WHAT IS ASKED:
Write out all of the lines below, exactly and completely.

— begin —

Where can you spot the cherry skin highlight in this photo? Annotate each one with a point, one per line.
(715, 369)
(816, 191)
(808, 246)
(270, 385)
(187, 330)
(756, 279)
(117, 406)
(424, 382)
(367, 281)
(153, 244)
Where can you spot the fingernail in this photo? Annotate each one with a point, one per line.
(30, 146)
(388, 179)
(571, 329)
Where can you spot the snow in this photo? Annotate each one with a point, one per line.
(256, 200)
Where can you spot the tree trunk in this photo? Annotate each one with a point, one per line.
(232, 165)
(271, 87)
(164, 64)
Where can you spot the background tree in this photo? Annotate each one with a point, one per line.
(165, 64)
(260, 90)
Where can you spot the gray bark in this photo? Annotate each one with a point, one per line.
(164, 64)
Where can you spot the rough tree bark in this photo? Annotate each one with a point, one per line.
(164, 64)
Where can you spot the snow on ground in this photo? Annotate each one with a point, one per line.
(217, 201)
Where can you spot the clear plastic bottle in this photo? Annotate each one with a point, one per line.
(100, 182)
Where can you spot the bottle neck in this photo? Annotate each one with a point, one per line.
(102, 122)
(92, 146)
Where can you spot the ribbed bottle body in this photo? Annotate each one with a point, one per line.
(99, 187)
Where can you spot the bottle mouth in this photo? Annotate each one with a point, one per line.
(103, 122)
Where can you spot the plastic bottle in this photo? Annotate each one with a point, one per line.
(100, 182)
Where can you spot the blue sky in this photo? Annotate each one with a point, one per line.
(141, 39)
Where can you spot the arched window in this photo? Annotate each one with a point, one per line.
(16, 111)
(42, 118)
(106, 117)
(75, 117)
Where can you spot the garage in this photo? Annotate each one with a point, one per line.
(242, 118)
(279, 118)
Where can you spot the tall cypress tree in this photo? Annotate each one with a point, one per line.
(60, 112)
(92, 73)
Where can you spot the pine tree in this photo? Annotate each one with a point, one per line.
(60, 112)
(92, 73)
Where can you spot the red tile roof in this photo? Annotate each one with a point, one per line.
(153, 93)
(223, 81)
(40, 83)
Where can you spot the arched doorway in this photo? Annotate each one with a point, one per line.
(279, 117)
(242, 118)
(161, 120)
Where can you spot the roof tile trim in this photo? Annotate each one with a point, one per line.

— end —

RESPONSE TO THE TASK:
Where can you spot the cherry skin highlight in this photo? Annotate each one with a point, one per line.
(715, 369)
(816, 191)
(808, 246)
(270, 385)
(187, 330)
(756, 279)
(117, 406)
(424, 382)
(367, 281)
(153, 244)
Where can you spot the fingernail in this photo? Annotate each one with a point, one per line.
(30, 146)
(388, 179)
(571, 329)
Where can you spot the snow in this photo? Annotate each one with a point, one per line.
(256, 200)
Where can you spot the tree trunk in this photo? Annotate each one with a point, one per line.
(232, 165)
(271, 87)
(164, 64)
Where can you spot the background tree in this photo? Annotate each one with a point, one per line.
(165, 64)
(260, 90)
Where can you spot the gray bark in this photo? Annotate each one with a point, one per line.
(164, 64)
Where can you spot the rough tree bark in this photo? Annotate each one with a point, one per line.
(164, 64)
Where can you spot the snow on ground in this photo? Annotate each one with a point, one per line.
(217, 201)
Where can you spot the clear plastic bottle in this photo? Annotate each one with a point, one per line.
(100, 182)
Where can you spot the bottle neck in this photo? Annotate each one with a point, one per line.
(102, 122)
(92, 146)
Where can you spot the ribbed bottle body in this photo? Annotate each one with a point, one per line.
(99, 187)
Where can you spot the bottle mouth in this photo? Annotate each one with a point, one per line.
(103, 122)
Where can you spot the plastic bottle in this photo? Annotate each one with a point, one per line.
(100, 182)
Where can you spot the blue sky in this photo? Annotate each one with a point, one per line.
(141, 39)
Where can you spot the arched window in this photo? Annotate each one with a point, one per line.
(16, 111)
(42, 118)
(106, 117)
(75, 117)
Where can you spot the garage in this photo? Annotate each one with a point, one per line.
(242, 118)
(279, 118)
Where can you spot the tall cypress tree in this photo? Annotate each one with a point, one per line.
(60, 112)
(92, 73)
Where can you spot the pine tree in this photo? Annotate each one with a point, one per line.
(60, 112)
(92, 73)
Where can you spot the red tile roof in this photo? Annotate each one with a point, one per line.
(153, 93)
(223, 81)
(40, 83)
Where can you spot the arched doorway in this photo? Annotate each one with a point, one per line.
(279, 117)
(242, 118)
(161, 120)
Where can you spot the roof tile trim in this photo? Annotate each one with a point, one per line.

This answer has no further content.